● **PROBLEM STATEMENT**:
Identify each of the lines below that contains the string "surface", treating case as significant, and copy every such line in full.

● **RECORDS PROVIDED**:
◇ ◇ ◇ ◇ ◇

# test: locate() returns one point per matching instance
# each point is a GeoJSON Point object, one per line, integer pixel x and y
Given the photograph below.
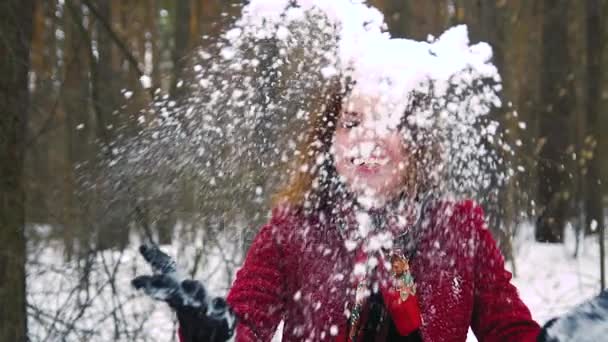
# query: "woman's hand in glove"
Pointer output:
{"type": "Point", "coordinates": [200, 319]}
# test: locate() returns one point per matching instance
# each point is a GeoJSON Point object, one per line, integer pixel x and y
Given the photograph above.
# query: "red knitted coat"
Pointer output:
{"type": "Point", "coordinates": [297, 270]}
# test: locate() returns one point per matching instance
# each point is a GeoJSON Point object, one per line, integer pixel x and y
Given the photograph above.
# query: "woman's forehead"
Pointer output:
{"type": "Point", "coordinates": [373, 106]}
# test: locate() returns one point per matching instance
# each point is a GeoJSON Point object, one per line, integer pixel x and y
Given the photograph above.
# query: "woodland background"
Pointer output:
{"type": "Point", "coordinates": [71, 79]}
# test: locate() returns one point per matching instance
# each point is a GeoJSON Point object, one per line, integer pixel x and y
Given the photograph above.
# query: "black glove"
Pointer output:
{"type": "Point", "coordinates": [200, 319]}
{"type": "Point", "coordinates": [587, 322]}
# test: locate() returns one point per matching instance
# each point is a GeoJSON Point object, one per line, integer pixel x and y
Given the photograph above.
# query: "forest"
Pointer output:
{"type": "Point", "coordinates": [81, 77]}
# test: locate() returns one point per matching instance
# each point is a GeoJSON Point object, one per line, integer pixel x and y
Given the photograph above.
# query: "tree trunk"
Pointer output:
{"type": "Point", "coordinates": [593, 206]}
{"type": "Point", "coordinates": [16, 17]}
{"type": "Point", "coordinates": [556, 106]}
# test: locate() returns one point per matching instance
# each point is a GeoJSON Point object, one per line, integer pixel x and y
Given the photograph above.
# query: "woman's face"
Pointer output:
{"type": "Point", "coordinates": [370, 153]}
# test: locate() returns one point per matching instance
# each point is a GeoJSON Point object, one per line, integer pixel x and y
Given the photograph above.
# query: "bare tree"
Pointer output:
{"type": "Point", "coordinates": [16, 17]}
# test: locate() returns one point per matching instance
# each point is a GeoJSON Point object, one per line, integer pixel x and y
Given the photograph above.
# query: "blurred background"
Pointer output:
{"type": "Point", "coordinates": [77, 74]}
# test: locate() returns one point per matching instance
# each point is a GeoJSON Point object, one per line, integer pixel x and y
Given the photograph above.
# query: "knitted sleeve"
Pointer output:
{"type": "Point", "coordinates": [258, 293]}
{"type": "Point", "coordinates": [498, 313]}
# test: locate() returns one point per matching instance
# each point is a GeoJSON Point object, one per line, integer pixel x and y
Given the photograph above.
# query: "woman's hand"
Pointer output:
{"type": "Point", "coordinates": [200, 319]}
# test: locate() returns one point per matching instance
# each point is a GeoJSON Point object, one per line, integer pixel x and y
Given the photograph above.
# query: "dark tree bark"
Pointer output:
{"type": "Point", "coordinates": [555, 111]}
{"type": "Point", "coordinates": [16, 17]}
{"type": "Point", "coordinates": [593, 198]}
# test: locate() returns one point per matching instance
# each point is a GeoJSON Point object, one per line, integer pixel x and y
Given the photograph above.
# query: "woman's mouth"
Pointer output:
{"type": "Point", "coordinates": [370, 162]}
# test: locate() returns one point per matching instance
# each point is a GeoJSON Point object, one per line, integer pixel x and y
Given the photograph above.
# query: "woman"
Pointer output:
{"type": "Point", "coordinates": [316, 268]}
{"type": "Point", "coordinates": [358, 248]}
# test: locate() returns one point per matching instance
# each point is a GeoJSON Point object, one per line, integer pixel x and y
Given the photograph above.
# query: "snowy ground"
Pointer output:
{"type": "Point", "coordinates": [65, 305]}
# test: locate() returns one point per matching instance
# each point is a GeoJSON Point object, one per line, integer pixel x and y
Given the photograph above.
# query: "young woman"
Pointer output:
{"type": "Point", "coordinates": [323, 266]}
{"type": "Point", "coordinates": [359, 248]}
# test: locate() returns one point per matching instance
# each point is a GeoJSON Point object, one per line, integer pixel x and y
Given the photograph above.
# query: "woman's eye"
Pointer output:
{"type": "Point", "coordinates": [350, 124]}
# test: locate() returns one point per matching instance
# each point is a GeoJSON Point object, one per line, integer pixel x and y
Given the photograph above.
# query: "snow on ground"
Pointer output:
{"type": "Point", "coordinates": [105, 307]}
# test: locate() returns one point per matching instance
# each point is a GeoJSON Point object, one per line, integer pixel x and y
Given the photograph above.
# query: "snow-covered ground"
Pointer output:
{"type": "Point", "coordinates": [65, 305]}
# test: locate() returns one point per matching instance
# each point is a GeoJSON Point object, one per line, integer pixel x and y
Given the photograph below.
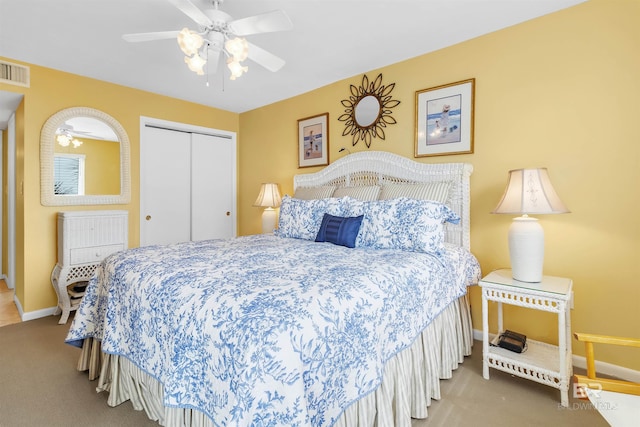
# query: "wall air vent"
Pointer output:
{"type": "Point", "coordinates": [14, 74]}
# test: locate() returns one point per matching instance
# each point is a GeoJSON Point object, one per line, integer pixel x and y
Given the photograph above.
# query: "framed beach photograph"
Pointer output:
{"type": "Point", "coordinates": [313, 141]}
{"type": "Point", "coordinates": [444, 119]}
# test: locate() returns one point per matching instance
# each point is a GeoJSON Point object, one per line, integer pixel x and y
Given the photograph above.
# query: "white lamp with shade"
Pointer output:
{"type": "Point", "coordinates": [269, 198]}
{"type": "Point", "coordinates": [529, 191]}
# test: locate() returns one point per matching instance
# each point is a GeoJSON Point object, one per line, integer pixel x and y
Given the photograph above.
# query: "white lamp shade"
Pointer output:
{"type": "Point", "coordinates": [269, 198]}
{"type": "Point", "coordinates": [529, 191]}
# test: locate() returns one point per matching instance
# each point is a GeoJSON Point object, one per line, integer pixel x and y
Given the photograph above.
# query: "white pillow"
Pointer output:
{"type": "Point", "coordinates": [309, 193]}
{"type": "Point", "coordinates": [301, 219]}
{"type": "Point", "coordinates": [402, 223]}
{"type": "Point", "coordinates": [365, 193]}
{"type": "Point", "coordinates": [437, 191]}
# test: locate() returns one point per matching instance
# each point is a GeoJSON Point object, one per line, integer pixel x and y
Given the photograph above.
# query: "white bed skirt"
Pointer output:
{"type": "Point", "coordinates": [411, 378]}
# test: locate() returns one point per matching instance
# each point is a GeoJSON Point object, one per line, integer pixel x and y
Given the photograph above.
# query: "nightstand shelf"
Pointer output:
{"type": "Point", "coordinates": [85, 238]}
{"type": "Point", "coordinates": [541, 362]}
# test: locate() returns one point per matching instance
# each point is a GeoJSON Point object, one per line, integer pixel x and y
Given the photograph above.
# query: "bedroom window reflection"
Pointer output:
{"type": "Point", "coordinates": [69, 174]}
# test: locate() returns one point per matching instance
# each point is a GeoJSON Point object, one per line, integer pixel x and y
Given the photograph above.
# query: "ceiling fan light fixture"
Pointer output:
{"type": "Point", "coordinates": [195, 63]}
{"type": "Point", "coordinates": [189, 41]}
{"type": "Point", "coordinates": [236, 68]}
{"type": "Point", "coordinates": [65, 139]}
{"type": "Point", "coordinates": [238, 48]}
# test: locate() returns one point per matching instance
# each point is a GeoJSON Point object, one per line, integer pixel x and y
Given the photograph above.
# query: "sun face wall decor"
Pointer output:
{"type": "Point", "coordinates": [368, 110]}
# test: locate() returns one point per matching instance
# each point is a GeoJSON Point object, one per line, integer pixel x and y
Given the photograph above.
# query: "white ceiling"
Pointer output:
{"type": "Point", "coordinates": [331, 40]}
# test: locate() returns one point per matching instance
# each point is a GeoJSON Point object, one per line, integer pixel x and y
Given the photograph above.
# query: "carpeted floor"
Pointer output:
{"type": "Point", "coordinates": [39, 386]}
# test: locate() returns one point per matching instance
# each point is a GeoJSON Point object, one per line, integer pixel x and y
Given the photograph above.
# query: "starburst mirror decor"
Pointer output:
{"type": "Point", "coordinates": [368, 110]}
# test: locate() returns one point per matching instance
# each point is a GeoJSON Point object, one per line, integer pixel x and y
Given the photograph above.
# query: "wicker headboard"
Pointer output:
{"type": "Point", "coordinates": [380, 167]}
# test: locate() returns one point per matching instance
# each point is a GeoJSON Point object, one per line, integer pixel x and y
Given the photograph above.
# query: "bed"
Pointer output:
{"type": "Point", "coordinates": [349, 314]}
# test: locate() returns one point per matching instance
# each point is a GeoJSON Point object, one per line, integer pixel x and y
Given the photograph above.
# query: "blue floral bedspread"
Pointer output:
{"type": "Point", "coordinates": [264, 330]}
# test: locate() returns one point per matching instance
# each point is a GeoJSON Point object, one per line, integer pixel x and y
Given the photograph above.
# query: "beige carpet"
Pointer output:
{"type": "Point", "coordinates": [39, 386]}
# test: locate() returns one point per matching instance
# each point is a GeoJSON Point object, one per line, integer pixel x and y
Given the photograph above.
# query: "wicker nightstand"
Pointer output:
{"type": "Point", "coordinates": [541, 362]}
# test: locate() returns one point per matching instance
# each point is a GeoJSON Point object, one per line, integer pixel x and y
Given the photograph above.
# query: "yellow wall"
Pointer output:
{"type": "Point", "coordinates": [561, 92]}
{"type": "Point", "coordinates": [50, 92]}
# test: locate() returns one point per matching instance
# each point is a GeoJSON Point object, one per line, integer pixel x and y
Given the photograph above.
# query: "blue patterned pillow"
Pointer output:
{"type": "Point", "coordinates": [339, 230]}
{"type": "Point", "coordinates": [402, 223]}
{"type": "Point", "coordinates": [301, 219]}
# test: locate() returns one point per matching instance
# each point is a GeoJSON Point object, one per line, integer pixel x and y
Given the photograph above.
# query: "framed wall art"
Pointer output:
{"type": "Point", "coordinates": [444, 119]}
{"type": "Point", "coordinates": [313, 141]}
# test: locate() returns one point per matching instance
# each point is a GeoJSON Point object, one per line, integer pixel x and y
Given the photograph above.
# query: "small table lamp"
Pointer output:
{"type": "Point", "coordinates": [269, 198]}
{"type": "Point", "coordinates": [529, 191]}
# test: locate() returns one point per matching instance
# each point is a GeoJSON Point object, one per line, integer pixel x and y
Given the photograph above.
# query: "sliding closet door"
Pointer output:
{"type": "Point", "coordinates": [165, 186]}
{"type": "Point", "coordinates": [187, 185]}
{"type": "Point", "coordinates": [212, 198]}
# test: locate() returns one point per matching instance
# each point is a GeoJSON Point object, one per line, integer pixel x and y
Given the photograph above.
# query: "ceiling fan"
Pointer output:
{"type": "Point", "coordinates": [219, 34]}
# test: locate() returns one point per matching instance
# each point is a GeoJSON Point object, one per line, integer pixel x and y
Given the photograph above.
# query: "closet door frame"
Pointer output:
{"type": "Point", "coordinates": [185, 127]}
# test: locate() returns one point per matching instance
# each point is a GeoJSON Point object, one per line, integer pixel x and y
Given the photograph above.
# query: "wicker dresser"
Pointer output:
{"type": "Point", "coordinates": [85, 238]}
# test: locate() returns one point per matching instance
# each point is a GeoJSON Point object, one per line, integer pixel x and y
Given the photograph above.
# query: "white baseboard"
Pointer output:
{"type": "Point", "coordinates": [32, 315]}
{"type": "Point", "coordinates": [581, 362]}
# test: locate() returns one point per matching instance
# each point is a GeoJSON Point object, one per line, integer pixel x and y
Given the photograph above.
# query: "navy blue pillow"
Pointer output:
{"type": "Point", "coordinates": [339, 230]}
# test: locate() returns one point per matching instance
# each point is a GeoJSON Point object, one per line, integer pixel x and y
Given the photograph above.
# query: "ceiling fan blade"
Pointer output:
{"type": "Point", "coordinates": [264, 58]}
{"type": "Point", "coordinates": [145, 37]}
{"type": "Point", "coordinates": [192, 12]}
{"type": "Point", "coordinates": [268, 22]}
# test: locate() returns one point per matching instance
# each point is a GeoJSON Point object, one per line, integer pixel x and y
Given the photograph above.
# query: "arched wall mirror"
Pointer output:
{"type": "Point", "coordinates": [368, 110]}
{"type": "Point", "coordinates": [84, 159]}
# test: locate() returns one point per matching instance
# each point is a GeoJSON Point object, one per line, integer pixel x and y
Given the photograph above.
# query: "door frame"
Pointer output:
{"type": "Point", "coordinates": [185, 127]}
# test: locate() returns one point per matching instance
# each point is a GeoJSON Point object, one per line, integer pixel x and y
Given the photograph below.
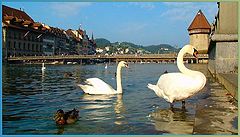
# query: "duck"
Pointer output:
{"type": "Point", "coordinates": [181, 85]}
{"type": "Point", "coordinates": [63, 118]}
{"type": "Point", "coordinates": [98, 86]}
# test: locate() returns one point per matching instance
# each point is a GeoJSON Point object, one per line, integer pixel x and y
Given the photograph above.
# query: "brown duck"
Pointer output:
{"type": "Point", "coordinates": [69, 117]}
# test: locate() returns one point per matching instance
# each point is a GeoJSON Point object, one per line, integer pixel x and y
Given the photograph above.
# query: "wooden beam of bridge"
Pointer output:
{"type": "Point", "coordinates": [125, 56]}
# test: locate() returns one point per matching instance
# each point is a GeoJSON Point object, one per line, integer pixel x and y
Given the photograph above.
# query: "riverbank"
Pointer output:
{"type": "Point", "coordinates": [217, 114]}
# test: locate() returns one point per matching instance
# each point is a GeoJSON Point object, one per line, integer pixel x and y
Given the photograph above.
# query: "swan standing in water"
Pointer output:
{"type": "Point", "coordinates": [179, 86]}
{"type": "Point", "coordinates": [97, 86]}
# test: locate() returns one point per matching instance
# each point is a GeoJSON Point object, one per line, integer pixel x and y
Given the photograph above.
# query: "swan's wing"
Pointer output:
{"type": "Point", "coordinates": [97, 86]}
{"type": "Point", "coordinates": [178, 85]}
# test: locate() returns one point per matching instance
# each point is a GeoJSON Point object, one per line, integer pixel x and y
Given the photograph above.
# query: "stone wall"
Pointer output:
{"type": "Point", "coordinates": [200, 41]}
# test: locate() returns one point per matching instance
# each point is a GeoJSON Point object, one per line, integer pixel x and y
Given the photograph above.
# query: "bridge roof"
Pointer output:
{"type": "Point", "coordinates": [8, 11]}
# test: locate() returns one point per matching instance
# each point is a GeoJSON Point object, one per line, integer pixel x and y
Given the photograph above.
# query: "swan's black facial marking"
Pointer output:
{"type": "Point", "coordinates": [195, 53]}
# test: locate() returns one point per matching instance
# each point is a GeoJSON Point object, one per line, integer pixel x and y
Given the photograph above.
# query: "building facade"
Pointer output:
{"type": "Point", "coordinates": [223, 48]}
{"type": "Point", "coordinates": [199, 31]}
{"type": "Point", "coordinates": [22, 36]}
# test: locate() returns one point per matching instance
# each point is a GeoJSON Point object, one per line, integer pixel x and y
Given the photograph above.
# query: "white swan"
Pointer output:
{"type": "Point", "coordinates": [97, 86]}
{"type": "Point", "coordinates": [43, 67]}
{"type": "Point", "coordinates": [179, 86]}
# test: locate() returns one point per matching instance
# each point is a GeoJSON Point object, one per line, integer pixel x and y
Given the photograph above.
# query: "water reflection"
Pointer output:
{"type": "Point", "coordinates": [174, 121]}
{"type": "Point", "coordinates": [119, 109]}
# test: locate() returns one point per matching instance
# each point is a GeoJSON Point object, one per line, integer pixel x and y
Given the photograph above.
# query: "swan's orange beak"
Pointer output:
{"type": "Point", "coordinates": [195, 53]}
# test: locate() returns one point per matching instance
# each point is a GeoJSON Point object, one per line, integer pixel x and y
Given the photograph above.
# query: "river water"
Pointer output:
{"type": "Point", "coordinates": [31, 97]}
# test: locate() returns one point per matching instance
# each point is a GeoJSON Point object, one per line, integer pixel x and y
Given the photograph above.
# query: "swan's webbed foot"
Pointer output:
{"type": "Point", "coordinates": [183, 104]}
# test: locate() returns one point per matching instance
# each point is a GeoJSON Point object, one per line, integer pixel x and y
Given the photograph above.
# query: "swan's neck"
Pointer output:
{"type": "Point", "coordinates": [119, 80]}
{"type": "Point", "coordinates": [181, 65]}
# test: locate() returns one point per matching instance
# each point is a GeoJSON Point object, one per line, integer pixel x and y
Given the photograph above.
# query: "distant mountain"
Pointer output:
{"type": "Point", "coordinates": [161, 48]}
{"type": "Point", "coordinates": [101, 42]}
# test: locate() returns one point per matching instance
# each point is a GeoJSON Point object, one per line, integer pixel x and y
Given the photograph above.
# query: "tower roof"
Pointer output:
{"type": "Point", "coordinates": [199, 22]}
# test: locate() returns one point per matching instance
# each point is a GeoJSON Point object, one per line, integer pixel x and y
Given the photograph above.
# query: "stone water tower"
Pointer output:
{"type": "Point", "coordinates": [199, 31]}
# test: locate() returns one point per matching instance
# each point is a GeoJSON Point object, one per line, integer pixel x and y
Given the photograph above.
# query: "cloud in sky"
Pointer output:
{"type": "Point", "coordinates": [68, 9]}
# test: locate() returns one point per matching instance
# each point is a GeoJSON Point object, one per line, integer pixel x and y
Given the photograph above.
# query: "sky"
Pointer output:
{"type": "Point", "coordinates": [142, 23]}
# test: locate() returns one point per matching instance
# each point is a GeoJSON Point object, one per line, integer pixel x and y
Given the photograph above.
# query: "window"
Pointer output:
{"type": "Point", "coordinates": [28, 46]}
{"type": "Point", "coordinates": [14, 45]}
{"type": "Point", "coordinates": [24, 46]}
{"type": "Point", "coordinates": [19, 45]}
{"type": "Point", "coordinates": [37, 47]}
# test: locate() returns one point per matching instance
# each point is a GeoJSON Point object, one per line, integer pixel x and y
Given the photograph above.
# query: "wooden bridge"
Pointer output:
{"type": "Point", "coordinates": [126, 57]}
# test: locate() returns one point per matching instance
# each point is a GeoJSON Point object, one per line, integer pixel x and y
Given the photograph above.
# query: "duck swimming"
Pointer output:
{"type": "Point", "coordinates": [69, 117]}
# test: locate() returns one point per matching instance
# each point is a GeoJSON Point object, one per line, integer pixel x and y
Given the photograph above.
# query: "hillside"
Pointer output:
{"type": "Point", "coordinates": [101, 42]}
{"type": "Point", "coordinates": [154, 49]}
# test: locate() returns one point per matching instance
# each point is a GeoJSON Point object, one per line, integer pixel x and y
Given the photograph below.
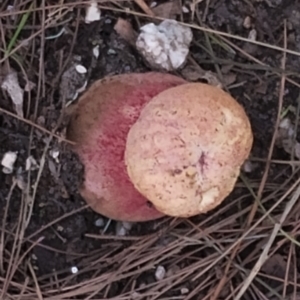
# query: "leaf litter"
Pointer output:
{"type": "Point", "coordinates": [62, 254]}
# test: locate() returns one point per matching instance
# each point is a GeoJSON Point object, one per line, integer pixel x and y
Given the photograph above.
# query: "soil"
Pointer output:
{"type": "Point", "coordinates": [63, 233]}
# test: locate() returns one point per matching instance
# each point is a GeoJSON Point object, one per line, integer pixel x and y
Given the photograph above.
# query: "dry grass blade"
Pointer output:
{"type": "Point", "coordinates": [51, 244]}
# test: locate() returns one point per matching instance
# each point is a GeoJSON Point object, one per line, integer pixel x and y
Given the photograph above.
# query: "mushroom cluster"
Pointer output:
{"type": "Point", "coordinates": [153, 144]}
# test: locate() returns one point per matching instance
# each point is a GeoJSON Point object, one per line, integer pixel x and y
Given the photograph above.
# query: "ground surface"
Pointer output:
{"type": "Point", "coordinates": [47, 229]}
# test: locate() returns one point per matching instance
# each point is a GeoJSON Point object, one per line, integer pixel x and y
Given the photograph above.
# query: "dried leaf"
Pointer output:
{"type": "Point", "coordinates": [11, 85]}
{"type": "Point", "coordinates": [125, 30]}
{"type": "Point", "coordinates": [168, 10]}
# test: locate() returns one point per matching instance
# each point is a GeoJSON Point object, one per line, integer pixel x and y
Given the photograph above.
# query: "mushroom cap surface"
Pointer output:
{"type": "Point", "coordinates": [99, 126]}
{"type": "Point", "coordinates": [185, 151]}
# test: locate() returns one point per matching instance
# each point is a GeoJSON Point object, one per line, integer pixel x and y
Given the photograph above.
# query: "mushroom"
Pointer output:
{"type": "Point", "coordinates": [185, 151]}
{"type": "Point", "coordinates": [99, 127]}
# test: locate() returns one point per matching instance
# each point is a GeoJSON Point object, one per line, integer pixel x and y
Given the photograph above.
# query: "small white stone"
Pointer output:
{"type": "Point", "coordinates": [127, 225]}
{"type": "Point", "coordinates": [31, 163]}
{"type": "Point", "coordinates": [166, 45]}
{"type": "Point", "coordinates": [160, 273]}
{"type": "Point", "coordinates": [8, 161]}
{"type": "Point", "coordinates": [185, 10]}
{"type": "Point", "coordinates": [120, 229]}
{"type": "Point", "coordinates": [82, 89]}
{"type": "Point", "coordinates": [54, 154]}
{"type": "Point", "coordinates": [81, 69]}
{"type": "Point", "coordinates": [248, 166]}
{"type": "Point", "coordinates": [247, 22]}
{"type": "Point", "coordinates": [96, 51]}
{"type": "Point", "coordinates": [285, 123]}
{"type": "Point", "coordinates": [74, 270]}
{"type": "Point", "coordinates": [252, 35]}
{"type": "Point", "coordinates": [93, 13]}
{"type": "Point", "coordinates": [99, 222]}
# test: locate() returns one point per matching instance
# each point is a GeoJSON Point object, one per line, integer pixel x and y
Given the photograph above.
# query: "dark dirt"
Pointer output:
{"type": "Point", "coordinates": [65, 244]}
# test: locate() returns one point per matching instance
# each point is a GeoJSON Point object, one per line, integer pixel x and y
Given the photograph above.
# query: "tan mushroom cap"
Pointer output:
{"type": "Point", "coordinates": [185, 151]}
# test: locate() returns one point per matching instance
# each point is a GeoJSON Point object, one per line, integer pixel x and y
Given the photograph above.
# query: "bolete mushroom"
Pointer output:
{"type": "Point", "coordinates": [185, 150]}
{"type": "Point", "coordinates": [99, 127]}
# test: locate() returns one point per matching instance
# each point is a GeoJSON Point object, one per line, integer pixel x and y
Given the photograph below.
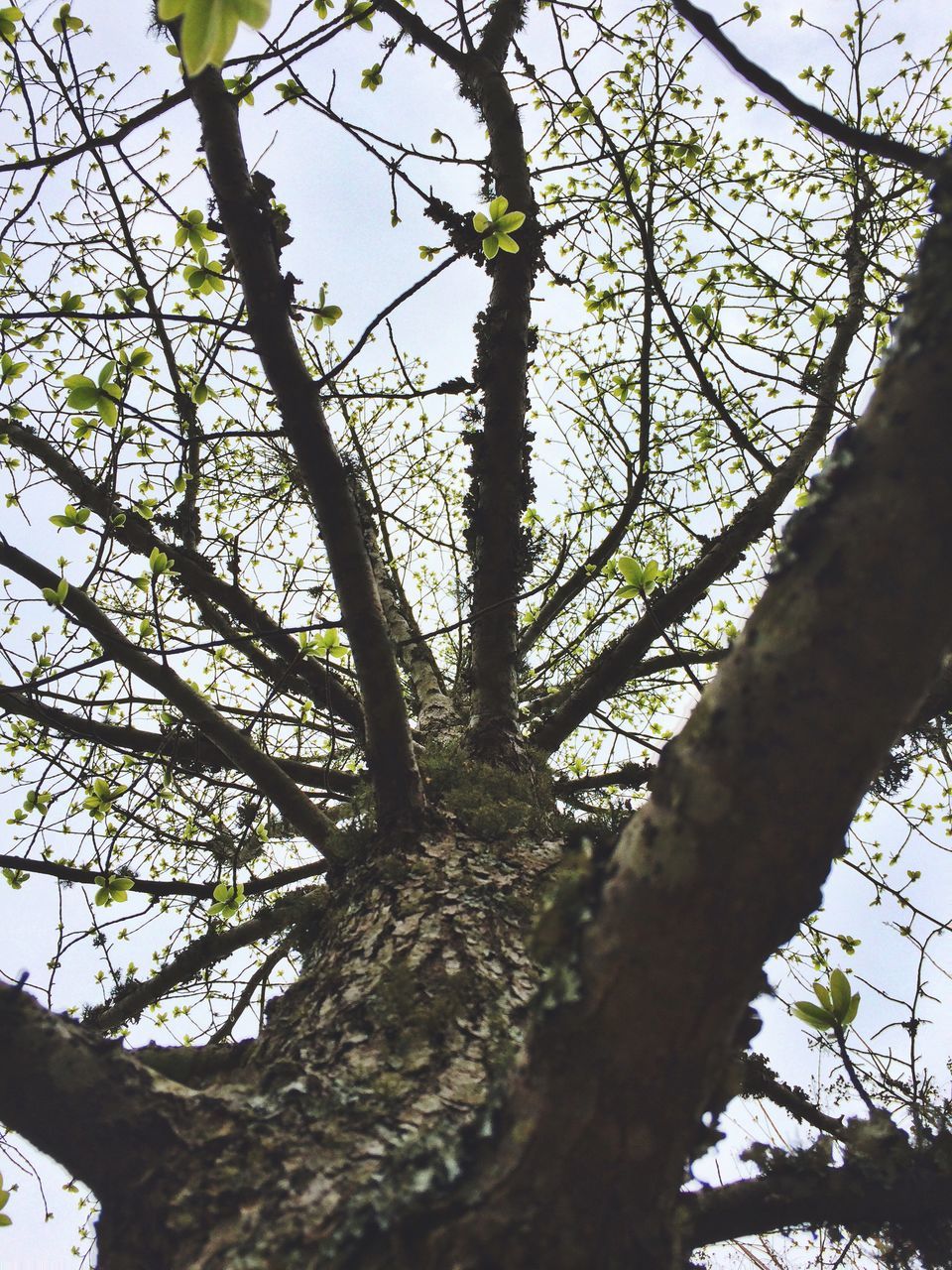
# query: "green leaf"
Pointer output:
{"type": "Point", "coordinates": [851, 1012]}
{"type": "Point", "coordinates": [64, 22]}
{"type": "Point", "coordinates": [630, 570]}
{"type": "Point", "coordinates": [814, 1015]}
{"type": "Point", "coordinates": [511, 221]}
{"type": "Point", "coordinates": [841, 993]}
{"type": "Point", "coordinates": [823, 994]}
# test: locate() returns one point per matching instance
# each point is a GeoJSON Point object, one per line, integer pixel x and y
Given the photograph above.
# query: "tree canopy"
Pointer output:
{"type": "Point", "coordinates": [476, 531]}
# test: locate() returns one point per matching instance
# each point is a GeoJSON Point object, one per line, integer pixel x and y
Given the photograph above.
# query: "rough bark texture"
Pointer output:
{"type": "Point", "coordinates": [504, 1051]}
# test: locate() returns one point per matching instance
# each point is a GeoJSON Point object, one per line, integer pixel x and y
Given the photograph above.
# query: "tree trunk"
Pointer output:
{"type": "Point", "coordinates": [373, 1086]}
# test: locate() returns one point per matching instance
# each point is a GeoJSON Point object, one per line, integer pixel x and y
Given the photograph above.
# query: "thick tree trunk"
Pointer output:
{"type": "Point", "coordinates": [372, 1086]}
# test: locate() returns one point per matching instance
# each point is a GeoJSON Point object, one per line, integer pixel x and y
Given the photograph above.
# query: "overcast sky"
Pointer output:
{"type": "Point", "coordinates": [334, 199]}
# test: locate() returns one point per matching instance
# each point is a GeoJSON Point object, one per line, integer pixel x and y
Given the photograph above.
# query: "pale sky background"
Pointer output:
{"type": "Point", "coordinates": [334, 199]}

◇ ◇ ◇ ◇ ◇

● **SOLUTION**:
# query: "ground surface"
# query: "mushroom cap surface"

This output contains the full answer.